▶ [Task prompt] Render every line of the records below as a Markdown table with the columns "Row" and "Line text", one row per line and blank lines omitted.

▶ [Given records]
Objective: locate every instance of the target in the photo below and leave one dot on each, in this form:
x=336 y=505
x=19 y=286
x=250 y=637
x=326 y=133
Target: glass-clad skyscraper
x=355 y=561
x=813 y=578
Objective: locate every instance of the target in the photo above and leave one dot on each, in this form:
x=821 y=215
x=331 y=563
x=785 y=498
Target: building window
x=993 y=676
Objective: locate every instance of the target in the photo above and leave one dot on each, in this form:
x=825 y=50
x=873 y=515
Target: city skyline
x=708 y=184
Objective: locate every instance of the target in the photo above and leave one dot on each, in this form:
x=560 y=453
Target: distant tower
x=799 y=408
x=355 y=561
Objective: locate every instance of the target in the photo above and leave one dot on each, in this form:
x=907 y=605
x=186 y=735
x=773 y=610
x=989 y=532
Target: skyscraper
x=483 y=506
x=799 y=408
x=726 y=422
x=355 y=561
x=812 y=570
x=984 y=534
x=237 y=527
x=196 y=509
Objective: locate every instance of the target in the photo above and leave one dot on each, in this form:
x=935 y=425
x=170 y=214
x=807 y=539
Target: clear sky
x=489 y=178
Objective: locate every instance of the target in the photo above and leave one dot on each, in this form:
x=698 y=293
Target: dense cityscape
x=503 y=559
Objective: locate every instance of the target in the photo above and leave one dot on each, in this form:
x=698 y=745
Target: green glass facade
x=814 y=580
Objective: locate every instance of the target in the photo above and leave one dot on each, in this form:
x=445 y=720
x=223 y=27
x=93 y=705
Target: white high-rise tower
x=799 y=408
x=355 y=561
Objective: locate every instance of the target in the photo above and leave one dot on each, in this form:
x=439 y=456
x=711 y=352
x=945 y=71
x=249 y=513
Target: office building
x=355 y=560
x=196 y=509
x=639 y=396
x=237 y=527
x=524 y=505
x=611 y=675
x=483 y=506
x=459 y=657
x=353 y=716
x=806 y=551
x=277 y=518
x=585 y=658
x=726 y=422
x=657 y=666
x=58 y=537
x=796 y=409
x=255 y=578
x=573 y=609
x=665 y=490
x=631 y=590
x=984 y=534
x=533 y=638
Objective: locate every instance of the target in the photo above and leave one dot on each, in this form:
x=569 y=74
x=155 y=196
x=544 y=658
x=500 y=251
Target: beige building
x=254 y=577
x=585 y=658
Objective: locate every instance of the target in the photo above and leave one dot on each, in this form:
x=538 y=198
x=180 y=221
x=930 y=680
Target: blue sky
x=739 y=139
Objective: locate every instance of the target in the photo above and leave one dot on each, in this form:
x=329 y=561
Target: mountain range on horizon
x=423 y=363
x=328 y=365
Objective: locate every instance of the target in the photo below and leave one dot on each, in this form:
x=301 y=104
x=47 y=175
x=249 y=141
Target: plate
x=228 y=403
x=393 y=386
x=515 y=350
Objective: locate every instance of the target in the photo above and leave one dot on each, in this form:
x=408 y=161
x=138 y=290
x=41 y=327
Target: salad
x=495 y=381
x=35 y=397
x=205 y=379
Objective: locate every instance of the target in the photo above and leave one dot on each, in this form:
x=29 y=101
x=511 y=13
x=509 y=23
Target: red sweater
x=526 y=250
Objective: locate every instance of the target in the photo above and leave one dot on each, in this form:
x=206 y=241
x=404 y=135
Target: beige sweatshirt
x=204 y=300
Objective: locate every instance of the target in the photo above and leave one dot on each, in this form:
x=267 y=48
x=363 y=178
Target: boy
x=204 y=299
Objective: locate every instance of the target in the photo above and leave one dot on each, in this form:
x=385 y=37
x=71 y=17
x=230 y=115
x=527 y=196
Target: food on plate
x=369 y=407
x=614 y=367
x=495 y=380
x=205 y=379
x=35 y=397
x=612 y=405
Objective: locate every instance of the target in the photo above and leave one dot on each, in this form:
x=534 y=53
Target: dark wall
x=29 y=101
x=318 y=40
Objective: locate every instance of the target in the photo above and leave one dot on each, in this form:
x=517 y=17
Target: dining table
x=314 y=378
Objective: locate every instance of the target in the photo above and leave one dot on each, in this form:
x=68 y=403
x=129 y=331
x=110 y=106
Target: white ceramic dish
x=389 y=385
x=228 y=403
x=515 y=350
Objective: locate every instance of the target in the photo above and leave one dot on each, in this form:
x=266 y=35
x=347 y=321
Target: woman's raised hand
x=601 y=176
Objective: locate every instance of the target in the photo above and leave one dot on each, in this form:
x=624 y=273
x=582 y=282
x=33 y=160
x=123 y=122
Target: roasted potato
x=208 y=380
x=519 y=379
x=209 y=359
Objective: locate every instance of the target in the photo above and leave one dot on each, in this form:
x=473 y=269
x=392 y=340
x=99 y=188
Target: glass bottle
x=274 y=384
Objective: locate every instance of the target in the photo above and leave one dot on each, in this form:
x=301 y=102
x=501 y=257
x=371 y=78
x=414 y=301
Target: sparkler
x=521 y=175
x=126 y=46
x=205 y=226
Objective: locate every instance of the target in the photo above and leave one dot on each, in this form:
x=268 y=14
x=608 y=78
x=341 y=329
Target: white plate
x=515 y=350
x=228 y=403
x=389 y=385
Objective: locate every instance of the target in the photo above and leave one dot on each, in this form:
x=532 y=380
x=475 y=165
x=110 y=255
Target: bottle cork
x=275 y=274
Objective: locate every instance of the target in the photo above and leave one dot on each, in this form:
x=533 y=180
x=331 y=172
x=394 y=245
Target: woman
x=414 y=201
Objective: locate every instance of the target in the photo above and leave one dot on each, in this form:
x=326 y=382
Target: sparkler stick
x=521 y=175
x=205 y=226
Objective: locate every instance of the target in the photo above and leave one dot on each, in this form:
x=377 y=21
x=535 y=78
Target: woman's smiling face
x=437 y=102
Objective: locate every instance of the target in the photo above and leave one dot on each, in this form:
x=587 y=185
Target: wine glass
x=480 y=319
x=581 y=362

▶ [The output]
| Row | Line text |
|---|---|
| 1 | Objective: locate every instance of the target in the photo below and leave one dot on each, in this form: |
| 2 | x=336 y=505 |
| 3 | x=19 y=286 |
| 4 | x=250 y=637 |
| 5 | x=326 y=133 |
| 6 | Target: glass-clad skyscraper |
| 7 | x=355 y=561 |
| 8 | x=813 y=578 |
| 9 | Objective: locate every instance of the target in the photo above and leave one dot on each, in this form: |
| 10 | x=821 y=215 |
| 11 | x=331 y=563 |
| 12 | x=785 y=498 |
| 13 | Target: building window |
| 14 | x=993 y=676 |
| 15 | Objective: locate every instance of the target in the photo above and leave one dot on each, in this form: |
| 16 | x=825 y=50 |
| 17 | x=873 y=515 |
| 18 | Target: city skyline |
| 19 | x=708 y=184 |
| 20 | Objective: locate every instance of the target in the photo above and leave one dot on each, in this form: |
| 21 | x=560 y=453 |
| 22 | Target: distant tower |
| 23 | x=799 y=408 |
| 24 | x=355 y=561 |
| 25 | Objective: locate every instance of the target in the photo above and leave one dot on each, in this form: |
| 26 | x=907 y=605 |
| 27 | x=186 y=735 |
| 28 | x=773 y=610 |
| 29 | x=989 y=532 |
| 30 | Target: skyscraper |
| 31 | x=483 y=506 |
| 32 | x=799 y=408 |
| 33 | x=726 y=422 |
| 34 | x=355 y=561 |
| 35 | x=812 y=570 |
| 36 | x=984 y=534 |
| 37 | x=237 y=527 |
| 38 | x=196 y=509 |
| 39 | Objective: locate every instance of the target in the photo above and leave one dot on each, in this form: |
| 40 | x=935 y=425 |
| 41 | x=170 y=214 |
| 42 | x=807 y=539 |
| 43 | Target: clear sky |
| 44 | x=489 y=178 |
| 45 | Objective: locate every instance of the target in the photo above and leave one dot on each, in this form: |
| 46 | x=698 y=293 |
| 47 | Target: dense cityscape |
| 48 | x=503 y=559 |
| 49 | Objective: locate every instance of the target in the photo above and leave one dot on each, in this form: |
| 50 | x=698 y=745 |
| 51 | Target: green glass facade |
| 52 | x=814 y=580 |
| 53 | Objective: locate every instance of the target in the photo above and leave one dot on each, in this form: |
| 54 | x=445 y=720 |
| 55 | x=223 y=27 |
| 56 | x=93 y=705 |
| 57 | Target: white high-rise tower |
| 58 | x=799 y=408 |
| 59 | x=355 y=561 |
| 60 | Objective: locate every instance of the target in the photo above and leave one dot on each, in this form: |
| 61 | x=439 y=456 |
| 62 | x=711 y=352 |
| 63 | x=945 y=71 |
| 64 | x=249 y=513 |
| 65 | Target: office building |
| 66 | x=355 y=560 |
| 67 | x=196 y=509 |
| 68 | x=639 y=396 |
| 69 | x=237 y=527 |
| 70 | x=524 y=505 |
| 71 | x=611 y=675 |
| 72 | x=483 y=506 |
| 73 | x=459 y=657 |
| 74 | x=353 y=716 |
| 75 | x=806 y=551 |
| 76 | x=277 y=518 |
| 77 | x=585 y=658 |
| 78 | x=726 y=422 |
| 79 | x=657 y=666 |
| 80 | x=58 y=537 |
| 81 | x=796 y=409 |
| 82 | x=255 y=578 |
| 83 | x=573 y=609 |
| 84 | x=665 y=490 |
| 85 | x=631 y=590 |
| 86 | x=984 y=534 |
| 87 | x=533 y=638 |
| 88 | Objective: locate every instance of the target in the photo above and leave one dot on each, in this form: |
| 89 | x=569 y=74 |
| 90 | x=155 y=196 |
| 91 | x=544 y=658 |
| 92 | x=500 y=251 |
| 93 | Target: beige building |
| 94 | x=254 y=577 |
| 95 | x=585 y=658 |
| 96 | Objective: locate every instance of the target in the photo above and leave one dot on each, in this form: |
| 97 | x=538 y=198 |
| 98 | x=180 y=221 |
| 99 | x=930 y=680 |
| 100 | Target: blue sky |
| 101 | x=739 y=139 |
| 102 | Objective: locate every instance of the target in the photo above and leave one dot on each, in this form: |
| 103 | x=329 y=561 |
| 104 | Target: mountain range on horizon |
| 105 | x=423 y=363 |
| 106 | x=328 y=365 |
| 107 | Objective: locate every instance of the target in the photo below and leave one dot on each, in this form: |
| 108 | x=301 y=104 |
| 109 | x=47 y=175 |
| 110 | x=249 y=141 |
| 111 | Target: plate |
| 112 | x=228 y=403 |
| 113 | x=393 y=386 |
| 114 | x=515 y=350 |
| 115 | Objective: locate every instance of the target in the photo above and leave one dot on each, in this form: |
| 116 | x=408 y=161 |
| 117 | x=138 y=290 |
| 118 | x=41 y=327 |
| 119 | Target: salad |
| 120 | x=495 y=381 |
| 121 | x=35 y=397 |
| 122 | x=205 y=379 |
| 123 | Objective: locate every instance of the target in the photo above and leave one dot on each, in this form: |
| 124 | x=29 y=101 |
| 125 | x=511 y=13 |
| 126 | x=509 y=23 |
| 127 | Target: red sweater |
| 128 | x=526 y=250 |
| 129 | Objective: locate every instance of the target in the photo above and leave one dot on each, in this form: |
| 130 | x=206 y=241 |
| 131 | x=404 y=135 |
| 132 | Target: beige sweatshirt |
| 133 | x=204 y=300 |
| 134 | Objective: locate every instance of the target in the photo above and leave one dot on each, in this form: |
| 135 | x=267 y=48 |
| 136 | x=363 y=178 |
| 137 | Target: boy |
| 138 | x=204 y=299 |
| 139 | Objective: locate every instance of the target in the photo above and leave one dot on each, in this form: |
| 140 | x=385 y=37 |
| 141 | x=71 y=17 |
| 142 | x=230 y=115 |
| 143 | x=527 y=196 |
| 144 | Target: food on plate |
| 145 | x=369 y=407 |
| 146 | x=614 y=367 |
| 147 | x=495 y=380 |
| 148 | x=205 y=379 |
| 149 | x=35 y=397 |
| 150 | x=612 y=405 |
| 151 | Objective: locate every instance of the target in the photo above and leave one dot on each, in this form: |
| 152 | x=534 y=53 |
| 153 | Target: dark wall |
| 154 | x=29 y=101 |
| 155 | x=318 y=40 |
| 156 | Objective: locate every instance of the target in the photo above and leave one dot on each, in this form: |
| 157 | x=517 y=17 |
| 158 | Target: dining table |
| 159 | x=314 y=378 |
| 160 | Objective: locate every instance of the target in the photo above and leave one dot on each, in this form: |
| 161 | x=68 y=403 |
| 162 | x=129 y=331 |
| 163 | x=110 y=106 |
| 164 | Target: white ceramic dish |
| 165 | x=389 y=385 |
| 166 | x=228 y=403 |
| 167 | x=515 y=350 |
| 168 | Objective: locate every instance of the target in the photo above and leave one dot on each, in this form: |
| 169 | x=266 y=35 |
| 170 | x=347 y=321 |
| 171 | Target: woman's raised hand |
| 172 | x=601 y=176 |
| 173 | Objective: locate every instance of the target in the photo above and leave one dot on each, in this form: |
| 174 | x=624 y=273 |
| 175 | x=582 y=282 |
| 176 | x=33 y=160 |
| 177 | x=123 y=122 |
| 178 | Target: roasted potato |
| 179 | x=208 y=380 |
| 180 | x=519 y=379 |
| 181 | x=209 y=359 |
| 182 | Objective: locate every instance of the target in the photo above and leave one dot on each, in this form: |
| 183 | x=473 y=269 |
| 184 | x=392 y=340 |
| 185 | x=99 y=188 |
| 186 | Target: glass bottle |
| 187 | x=274 y=384 |
| 188 | Objective: locate every instance of the target in the photo above and leave one dot on each, in this form: |
| 189 | x=301 y=102 |
| 190 | x=501 y=257 |
| 191 | x=371 y=78 |
| 192 | x=414 y=301 |
| 193 | Target: sparkler |
| 194 | x=521 y=175 |
| 195 | x=126 y=46 |
| 196 | x=205 y=226 |
| 197 | Objective: locate every instance of the target in the photo above and leave one dot on each, in this form: |
| 198 | x=268 y=14 |
| 199 | x=608 y=78 |
| 200 | x=341 y=329 |
| 201 | Target: white plate |
| 202 | x=515 y=350 |
| 203 | x=228 y=403 |
| 204 | x=389 y=385 |
| 205 | Objective: locate every instance of the target in the photo above and leave one dot on each, in this form: |
| 206 | x=532 y=380 |
| 207 | x=475 y=165 |
| 208 | x=110 y=255 |
| 209 | Target: bottle cork |
| 210 | x=275 y=274 |
| 211 | Objective: locate every instance of the target in the photo above and leave one dot on each, in this form: |
| 212 | x=533 y=180 |
| 213 | x=331 y=172 |
| 214 | x=394 y=245 |
| 215 | Target: woman |
| 216 | x=414 y=201 |
| 217 | Objective: locate every instance of the target in the photo above and leave one dot on each, in this form: |
| 218 | x=326 y=382 |
| 219 | Target: sparkler stick |
| 220 | x=521 y=175 |
| 221 | x=205 y=226 |
| 222 | Objective: locate every instance of the target in the photo above and leave one dot on each, in this form: |
| 223 | x=377 y=21 |
| 224 | x=535 y=78 |
| 225 | Target: woman's smiling face |
| 226 | x=437 y=102 |
| 227 | Objective: locate every instance of the target in the photo above and leave one dot on each, in this form: |
| 228 | x=587 y=185 |
| 229 | Target: wine glass |
| 230 | x=480 y=319 |
| 231 | x=581 y=362 |